* **What you have to do**
Report each line of the items below that contains the string "green", copying the whole line.

* **Given records**
--- start ---

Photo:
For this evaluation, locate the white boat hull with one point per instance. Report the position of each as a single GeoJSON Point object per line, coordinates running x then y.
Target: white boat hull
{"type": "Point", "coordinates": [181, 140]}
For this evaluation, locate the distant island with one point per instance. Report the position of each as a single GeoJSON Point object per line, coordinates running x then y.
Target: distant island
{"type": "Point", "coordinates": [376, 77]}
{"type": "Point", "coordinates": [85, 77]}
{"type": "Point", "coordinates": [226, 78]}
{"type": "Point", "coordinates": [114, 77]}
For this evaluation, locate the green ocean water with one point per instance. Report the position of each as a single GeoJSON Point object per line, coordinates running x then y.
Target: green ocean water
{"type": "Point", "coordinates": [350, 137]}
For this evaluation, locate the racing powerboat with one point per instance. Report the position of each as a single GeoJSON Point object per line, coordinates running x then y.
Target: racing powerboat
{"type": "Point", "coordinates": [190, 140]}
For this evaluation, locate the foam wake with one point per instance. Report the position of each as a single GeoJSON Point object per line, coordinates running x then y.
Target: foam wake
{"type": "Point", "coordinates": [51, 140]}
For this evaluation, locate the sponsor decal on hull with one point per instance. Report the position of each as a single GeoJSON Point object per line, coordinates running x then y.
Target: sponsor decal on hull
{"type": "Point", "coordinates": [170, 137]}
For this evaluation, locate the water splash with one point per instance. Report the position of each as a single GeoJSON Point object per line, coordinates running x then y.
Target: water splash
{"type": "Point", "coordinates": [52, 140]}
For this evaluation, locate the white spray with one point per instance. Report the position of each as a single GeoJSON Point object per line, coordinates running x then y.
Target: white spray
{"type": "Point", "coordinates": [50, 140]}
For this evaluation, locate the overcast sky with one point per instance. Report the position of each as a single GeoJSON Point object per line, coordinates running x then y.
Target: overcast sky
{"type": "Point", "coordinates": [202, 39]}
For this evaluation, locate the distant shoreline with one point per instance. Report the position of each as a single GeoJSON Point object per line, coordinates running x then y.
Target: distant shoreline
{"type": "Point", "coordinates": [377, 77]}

--- end ---
--- start ---

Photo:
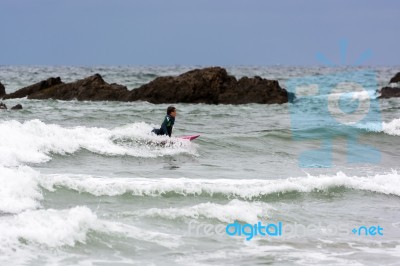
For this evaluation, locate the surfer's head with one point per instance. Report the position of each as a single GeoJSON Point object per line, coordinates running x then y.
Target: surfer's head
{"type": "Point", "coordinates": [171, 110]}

--- end ---

* **Exercise result**
For this evaluation, locate the green ocean water with one point per instance. Report the position of each as a single GeoJSON Point object per line, coordinates running x then y.
Target: green ocean water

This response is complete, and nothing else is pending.